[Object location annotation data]
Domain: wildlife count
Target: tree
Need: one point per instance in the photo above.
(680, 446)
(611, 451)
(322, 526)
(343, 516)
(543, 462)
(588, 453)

--

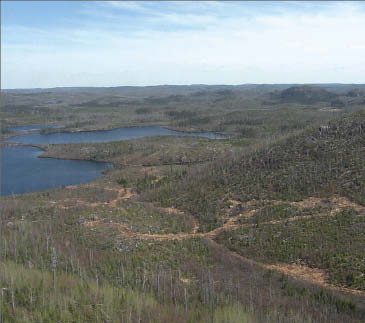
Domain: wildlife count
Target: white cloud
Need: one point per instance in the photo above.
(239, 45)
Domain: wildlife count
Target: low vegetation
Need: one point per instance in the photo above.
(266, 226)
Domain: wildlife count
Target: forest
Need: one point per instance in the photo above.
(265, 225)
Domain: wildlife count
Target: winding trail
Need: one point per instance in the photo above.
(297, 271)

[Work to be completed] Gather every line from the records above that contains the string "Target", copying each line in full. Case matters.

[Final result]
Target: tree
Target: white cloud
Target: low vegetation
Target: forest
Target: winding trail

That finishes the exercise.